Textabschnitt:
◆ ◆ ◆ ◆

Das Bundesamt für Strahlenschutz (BfS) untersucht seit Jahren die radio­aktive Belastung wild wachsender Pilze im Süden Deutsch­lands. Die Höhe der Caesium-137-Kontamination schwankt je nach Pilzart und Stand­ort erheblich. Von hohen Mess­werten sind vor allem Gegenden in Südbayern und dem Bayerischen Wald betroffen: Die Belastung gehe zwar lang­sam zurück, so das BfS, aber vereinzelt würden immer noch Werte von über 4 000 Becquerel Cäsium-137 pro Kilogramm Frisch­masse auftreten. In seiner Auswertung für den aktuellen Pilzbericht stellte das BfS in den Jahren 2018 bis 2020 besonders hohe Werte von über 1 000 Becquerel Cäsium-137 pro Kilogramm Frisch­masse unter anderem bei Semmel­stoppelpilzen, Gelb­stieligen Trompetenpfifferlingen und Maronenröhr­lingen fest. Online können aktuelle Strahlen­mess­werte aus Bayern auch beim Bayerischen Landesamt für Umwelt abge­fragt werden.

◆ ◆ ◆ ◆

Schreiben Sie den Text über die radioaktive Belastung wild wachsender Pilze im Anschluss an seinen letzten Satz weiter. Die Datensätze stammen aus einer anderen Quelle.

◆ ◆ ◆ ◆

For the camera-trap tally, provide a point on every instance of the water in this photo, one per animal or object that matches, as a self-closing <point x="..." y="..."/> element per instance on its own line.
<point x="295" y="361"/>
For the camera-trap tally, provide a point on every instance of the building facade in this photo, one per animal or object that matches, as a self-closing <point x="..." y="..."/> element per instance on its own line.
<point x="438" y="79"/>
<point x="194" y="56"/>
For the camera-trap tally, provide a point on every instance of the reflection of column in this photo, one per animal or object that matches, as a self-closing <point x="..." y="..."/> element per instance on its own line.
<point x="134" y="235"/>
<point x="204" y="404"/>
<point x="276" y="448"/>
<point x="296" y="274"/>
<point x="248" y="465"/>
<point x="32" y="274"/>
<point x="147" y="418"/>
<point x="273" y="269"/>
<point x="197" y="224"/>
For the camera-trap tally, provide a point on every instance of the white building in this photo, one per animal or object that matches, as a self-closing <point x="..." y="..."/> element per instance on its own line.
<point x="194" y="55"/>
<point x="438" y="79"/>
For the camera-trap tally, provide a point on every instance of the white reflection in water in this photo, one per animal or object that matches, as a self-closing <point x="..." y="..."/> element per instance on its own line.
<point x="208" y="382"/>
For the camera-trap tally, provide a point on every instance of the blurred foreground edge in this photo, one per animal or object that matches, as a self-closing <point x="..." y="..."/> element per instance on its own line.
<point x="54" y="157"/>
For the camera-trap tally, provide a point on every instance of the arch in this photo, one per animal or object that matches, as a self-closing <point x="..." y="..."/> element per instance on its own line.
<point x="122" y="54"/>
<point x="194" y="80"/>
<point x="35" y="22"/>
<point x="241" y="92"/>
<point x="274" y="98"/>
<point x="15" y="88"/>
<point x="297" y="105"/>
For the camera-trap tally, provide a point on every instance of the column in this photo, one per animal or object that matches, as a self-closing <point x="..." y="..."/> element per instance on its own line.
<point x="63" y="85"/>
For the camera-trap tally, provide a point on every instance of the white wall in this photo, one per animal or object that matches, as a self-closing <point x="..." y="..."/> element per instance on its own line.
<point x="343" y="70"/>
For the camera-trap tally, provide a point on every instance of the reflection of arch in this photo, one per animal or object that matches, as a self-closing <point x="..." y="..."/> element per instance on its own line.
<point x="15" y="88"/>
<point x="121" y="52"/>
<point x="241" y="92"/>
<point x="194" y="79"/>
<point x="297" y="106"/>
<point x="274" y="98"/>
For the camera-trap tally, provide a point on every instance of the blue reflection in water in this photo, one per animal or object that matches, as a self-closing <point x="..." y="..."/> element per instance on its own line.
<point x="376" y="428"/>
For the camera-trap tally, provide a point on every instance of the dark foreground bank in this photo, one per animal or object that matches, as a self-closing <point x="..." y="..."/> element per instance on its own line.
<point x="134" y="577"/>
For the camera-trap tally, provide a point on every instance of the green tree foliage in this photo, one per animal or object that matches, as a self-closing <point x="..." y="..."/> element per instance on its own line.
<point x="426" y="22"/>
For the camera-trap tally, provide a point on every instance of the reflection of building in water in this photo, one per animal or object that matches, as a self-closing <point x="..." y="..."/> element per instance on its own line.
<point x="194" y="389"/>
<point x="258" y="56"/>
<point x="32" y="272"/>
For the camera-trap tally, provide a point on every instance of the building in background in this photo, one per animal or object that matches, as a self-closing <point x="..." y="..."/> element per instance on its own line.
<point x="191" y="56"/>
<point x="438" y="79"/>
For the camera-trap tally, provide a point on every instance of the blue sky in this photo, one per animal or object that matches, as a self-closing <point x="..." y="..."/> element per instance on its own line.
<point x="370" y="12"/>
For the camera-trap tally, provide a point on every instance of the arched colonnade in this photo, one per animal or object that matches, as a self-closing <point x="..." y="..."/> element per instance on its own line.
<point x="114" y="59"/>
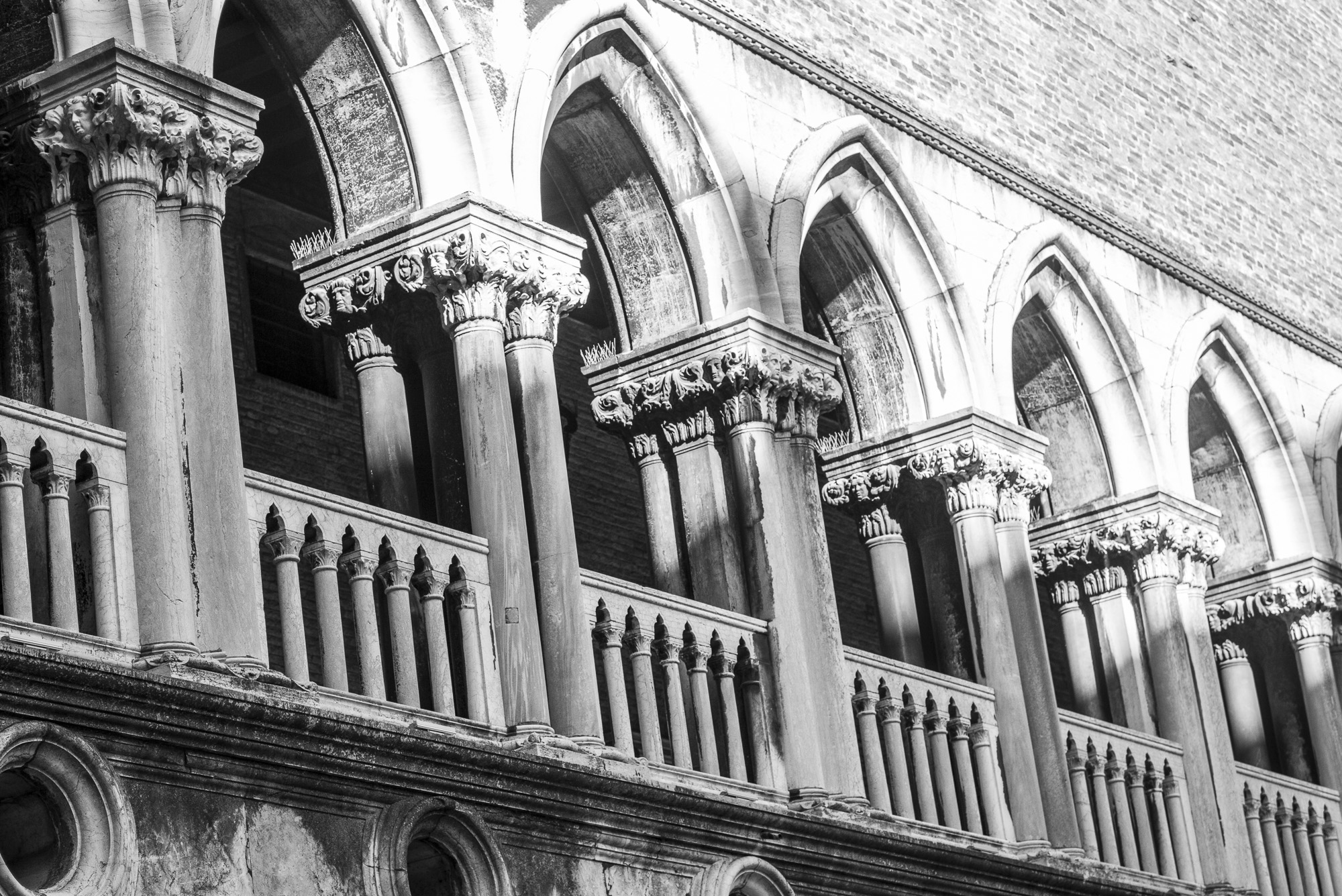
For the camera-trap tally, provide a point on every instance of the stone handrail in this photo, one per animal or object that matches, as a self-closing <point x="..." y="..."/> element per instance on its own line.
<point x="1129" y="792"/>
<point x="69" y="581"/>
<point x="694" y="674"/>
<point x="1293" y="834"/>
<point x="929" y="745"/>
<point x="368" y="602"/>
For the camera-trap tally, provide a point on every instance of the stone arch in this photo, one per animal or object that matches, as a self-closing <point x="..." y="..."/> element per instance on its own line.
<point x="845" y="171"/>
<point x="1211" y="351"/>
<point x="621" y="52"/>
<point x="445" y="826"/>
<point x="744" y="877"/>
<point x="1093" y="336"/>
<point x="1328" y="442"/>
<point x="76" y="784"/>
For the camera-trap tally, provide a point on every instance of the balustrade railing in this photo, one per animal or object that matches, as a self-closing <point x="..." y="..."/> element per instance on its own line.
<point x="375" y="603"/>
<point x="929" y="745"/>
<point x="1293" y="834"/>
<point x="1129" y="795"/>
<point x="66" y="569"/>
<point x="684" y="685"/>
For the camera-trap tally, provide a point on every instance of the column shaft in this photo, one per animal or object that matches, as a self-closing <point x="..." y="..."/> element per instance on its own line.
<point x="570" y="673"/>
<point x="231" y="618"/>
<point x="495" y="484"/>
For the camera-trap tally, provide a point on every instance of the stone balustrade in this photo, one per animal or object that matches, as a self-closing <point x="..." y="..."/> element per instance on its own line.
<point x="362" y="600"/>
<point x="65" y="537"/>
<point x="1129" y="791"/>
<point x="685" y="686"/>
<point x="1293" y="834"/>
<point x="929" y="745"/>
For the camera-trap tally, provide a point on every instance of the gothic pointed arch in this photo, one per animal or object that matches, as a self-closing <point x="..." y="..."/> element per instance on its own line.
<point x="1241" y="453"/>
<point x="648" y="170"/>
<point x="1045" y="292"/>
<point x="851" y="241"/>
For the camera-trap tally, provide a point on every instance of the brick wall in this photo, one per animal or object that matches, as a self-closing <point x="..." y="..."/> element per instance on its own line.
<point x="1214" y="127"/>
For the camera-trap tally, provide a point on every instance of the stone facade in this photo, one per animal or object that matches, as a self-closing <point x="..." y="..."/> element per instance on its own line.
<point x="664" y="449"/>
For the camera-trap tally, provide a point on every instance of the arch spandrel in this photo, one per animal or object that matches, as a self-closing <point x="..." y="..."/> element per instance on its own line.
<point x="847" y="167"/>
<point x="694" y="163"/>
<point x="1097" y="343"/>
<point x="1211" y="349"/>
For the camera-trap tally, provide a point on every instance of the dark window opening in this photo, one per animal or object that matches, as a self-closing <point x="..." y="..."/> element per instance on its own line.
<point x="431" y="873"/>
<point x="285" y="347"/>
<point x="34" y="844"/>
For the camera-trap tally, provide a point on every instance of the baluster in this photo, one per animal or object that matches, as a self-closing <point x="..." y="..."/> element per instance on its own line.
<point x="697" y="665"/>
<point x="397" y="588"/>
<point x="285" y="545"/>
<point x="1273" y="848"/>
<point x="724" y="670"/>
<point x="958" y="728"/>
<point x="1302" y="851"/>
<point x="360" y="565"/>
<point x="1179" y="827"/>
<point x="1141" y="815"/>
<point x="1123" y="812"/>
<point x="99" y="506"/>
<point x="752" y="691"/>
<point x="473" y="655"/>
<point x="1081" y="797"/>
<point x="1160" y="822"/>
<point x="669" y="653"/>
<point x="15" y="588"/>
<point x="1319" y="851"/>
<point x="1104" y="811"/>
<point x="430" y="585"/>
<point x="1333" y="851"/>
<point x="613" y="665"/>
<point x="869" y="745"/>
<point x="986" y="761"/>
<point x="889" y="716"/>
<point x="321" y="557"/>
<point x="939" y="753"/>
<point x="61" y="559"/>
<point x="645" y="689"/>
<point x="1257" y="848"/>
<point x="1290" y="856"/>
<point x="919" y="753"/>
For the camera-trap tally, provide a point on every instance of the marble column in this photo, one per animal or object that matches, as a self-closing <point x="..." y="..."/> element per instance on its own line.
<point x="125" y="132"/>
<point x="1120" y="649"/>
<point x="217" y="156"/>
<point x="1312" y="636"/>
<point x="970" y="474"/>
<point x="1081" y="666"/>
<point x="615" y="412"/>
<point x="717" y="575"/>
<point x="870" y="498"/>
<point x="1243" y="713"/>
<point x="1214" y="793"/>
<point x="472" y="292"/>
<point x="531" y="333"/>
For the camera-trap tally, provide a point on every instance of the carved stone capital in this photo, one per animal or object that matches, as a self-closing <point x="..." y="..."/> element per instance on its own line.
<point x="321" y="555"/>
<point x="217" y="158"/>
<point x="870" y="497"/>
<point x="121" y="132"/>
<point x="478" y="276"/>
<point x="1229" y="653"/>
<point x="970" y="471"/>
<point x="97" y="496"/>
<point x="1313" y="628"/>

◆ ◆ ◆ ◆

Ergebnis:
Hohe Werte: Lieber aufs Sammeln verzichten

Laut Bundes­amt für Strahlen­schutz ist die zusätzliche Strahlenbelastung durch wild wachsende Speisepilze vergleichs­weise gering, wenn sie in üblichen Mengen verzehrt werden. Wer die Strahlen­exposition so gering wie möglich halten möchte, sollte jedoch in den höher belasteten Gebieten Deutsch­lands auf den Verzehr selbst­gesammelter Pilze verzichten. Das unabhängige Umwelt­institut München rät Schwangeren, stillenden Müttern und Kindern, Wildpilze vom Speiseplan zu streichen – nicht nur wegen der möglichen radio­aktiven Belastung, sondern auch aufgrund einer etwaigen Belastung mit Schwer­metallen.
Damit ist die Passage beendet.